__Work required__:
Rewrite the items from the line with "Somewhere in the screenshot above is the blue metal" to the line with "[749,398,800,456]", substituting "gravel path" for "paved walkway" and keeping everything else unchanged.

__Input for this task__:
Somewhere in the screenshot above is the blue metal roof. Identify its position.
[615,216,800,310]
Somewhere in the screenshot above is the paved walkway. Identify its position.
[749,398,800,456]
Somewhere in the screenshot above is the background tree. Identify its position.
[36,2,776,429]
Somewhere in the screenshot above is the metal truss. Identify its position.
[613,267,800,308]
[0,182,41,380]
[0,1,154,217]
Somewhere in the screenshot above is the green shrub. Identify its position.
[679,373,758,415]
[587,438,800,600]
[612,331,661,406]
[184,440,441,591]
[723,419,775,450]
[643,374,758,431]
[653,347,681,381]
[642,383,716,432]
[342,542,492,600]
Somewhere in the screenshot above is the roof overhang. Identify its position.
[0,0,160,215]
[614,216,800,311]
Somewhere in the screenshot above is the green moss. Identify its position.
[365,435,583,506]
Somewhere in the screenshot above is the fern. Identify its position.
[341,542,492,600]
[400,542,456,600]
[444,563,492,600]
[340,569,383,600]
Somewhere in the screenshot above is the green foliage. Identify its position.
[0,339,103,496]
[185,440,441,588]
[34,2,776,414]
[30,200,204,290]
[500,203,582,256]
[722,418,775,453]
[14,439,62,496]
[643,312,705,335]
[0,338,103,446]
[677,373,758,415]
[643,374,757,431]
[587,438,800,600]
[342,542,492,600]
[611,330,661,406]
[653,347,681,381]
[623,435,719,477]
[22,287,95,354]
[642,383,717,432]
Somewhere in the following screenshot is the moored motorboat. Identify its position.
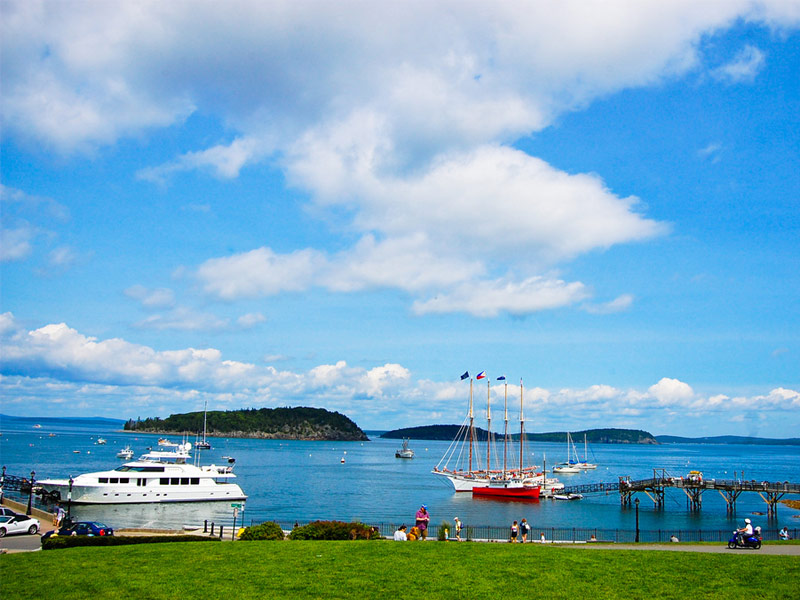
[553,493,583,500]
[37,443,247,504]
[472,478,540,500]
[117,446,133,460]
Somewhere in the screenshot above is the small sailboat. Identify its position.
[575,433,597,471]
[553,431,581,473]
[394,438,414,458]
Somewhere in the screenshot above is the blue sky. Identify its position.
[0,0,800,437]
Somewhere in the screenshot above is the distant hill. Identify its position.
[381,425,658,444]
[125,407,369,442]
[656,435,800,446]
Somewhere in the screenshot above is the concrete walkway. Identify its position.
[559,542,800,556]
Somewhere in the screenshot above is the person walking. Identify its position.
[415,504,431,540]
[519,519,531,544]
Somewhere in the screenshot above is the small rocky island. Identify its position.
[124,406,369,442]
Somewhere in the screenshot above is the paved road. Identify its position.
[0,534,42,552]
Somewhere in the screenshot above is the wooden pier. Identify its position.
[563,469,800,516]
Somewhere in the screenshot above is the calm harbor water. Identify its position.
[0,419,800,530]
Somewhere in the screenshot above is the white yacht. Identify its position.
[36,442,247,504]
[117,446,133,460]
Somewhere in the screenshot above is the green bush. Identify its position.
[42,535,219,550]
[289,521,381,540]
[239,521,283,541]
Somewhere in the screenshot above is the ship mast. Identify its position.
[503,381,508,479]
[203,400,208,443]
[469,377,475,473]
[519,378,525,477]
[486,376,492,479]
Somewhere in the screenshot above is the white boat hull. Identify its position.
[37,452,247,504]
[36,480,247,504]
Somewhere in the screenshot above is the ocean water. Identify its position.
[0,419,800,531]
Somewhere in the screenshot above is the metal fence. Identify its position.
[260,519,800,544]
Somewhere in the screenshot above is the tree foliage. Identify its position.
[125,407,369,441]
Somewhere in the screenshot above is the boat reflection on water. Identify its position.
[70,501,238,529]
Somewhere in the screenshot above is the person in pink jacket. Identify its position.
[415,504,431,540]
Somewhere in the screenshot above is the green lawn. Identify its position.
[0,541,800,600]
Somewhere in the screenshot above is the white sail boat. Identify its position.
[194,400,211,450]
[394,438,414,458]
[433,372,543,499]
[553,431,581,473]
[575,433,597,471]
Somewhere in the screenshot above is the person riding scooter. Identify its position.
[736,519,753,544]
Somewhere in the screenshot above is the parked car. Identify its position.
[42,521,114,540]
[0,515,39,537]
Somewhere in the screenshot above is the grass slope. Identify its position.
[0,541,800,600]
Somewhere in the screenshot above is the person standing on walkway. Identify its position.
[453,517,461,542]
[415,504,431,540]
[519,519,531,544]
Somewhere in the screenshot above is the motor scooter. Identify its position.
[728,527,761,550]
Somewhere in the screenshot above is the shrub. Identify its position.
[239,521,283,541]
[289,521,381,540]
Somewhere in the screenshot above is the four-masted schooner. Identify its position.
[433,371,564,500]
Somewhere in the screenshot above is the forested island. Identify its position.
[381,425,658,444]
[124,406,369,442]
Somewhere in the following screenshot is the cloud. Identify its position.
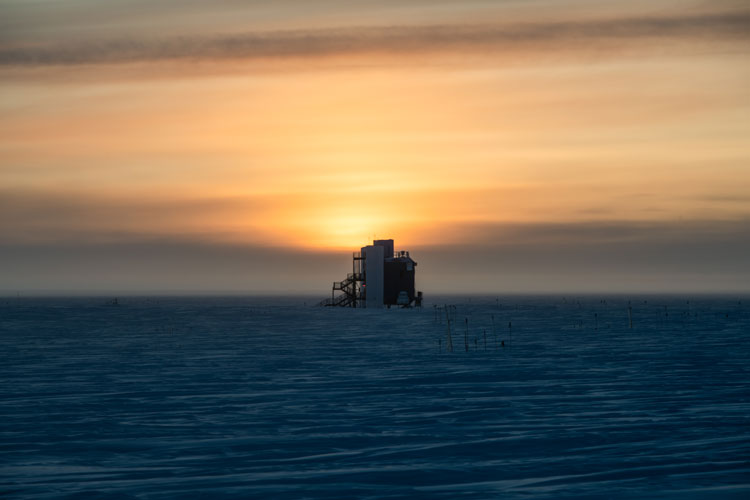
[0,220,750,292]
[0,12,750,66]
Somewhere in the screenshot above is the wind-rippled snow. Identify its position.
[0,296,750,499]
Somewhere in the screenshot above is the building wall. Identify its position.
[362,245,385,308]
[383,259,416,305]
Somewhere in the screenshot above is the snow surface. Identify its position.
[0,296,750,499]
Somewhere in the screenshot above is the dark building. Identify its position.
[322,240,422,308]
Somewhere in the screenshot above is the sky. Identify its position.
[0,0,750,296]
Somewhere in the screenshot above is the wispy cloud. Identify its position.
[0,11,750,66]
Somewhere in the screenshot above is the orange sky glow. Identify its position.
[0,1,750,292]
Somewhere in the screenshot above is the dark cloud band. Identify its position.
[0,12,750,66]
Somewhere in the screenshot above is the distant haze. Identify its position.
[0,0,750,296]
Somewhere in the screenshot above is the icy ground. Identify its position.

...

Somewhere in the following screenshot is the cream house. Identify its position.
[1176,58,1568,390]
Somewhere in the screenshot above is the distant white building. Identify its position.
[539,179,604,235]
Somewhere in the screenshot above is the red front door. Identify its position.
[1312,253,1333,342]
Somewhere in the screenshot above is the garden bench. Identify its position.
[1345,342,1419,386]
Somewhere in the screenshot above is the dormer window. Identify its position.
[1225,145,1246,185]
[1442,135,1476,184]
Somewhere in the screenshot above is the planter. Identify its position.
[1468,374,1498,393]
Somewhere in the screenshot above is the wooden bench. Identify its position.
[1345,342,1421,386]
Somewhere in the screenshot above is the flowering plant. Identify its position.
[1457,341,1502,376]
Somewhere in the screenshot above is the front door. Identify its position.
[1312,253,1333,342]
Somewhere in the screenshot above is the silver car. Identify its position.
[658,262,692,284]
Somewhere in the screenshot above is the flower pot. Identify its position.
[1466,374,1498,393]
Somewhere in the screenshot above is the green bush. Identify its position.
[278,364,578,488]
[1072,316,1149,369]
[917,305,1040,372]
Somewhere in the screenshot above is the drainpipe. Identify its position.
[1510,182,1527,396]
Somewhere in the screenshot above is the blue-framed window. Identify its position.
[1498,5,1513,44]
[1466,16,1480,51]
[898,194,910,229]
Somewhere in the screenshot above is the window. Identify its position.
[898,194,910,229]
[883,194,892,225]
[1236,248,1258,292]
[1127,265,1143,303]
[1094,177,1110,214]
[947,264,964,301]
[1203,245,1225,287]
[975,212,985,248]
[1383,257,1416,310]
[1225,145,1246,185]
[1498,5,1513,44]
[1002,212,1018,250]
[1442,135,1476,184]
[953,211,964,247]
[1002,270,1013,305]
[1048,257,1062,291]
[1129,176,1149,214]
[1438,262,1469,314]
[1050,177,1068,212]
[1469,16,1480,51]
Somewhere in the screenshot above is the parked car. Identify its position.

--

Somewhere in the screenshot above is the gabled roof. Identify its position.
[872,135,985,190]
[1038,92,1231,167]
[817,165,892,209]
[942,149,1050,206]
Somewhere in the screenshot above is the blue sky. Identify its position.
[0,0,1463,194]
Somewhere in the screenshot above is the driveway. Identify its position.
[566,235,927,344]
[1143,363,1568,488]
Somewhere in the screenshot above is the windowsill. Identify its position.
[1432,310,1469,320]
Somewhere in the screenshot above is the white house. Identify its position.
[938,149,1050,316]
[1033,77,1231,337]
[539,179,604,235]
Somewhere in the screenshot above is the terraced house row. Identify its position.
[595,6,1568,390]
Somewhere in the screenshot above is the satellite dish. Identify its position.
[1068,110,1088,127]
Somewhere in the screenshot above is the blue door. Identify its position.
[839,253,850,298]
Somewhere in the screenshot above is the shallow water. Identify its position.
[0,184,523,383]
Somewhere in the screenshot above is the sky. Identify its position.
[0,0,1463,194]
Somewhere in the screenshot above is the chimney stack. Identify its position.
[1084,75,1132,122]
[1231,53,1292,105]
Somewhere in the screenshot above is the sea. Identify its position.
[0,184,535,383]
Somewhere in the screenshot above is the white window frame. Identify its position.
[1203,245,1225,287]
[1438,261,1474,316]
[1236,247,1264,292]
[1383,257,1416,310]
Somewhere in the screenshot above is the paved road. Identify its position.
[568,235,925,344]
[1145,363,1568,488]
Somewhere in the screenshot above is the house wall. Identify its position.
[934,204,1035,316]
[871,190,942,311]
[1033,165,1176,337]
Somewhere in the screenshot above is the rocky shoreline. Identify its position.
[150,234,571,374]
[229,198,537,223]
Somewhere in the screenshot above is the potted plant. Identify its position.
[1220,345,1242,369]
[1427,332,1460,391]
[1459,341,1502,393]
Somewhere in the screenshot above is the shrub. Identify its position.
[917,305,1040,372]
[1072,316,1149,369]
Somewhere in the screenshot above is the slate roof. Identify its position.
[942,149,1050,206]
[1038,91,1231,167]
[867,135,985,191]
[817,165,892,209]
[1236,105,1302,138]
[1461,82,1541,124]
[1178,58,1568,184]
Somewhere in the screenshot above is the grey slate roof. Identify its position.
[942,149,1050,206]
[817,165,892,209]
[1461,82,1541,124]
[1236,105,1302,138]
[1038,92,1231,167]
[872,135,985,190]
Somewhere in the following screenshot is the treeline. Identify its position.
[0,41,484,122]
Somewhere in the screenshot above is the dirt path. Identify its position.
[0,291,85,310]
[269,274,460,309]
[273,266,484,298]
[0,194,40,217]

__Complete answer__:
Somewhere in the screenshot above is the blue metal roof. Identify its position.
[615,216,800,310]
Somewhere in the screenshot above is the gravel path. Identify its position.
[749,398,800,456]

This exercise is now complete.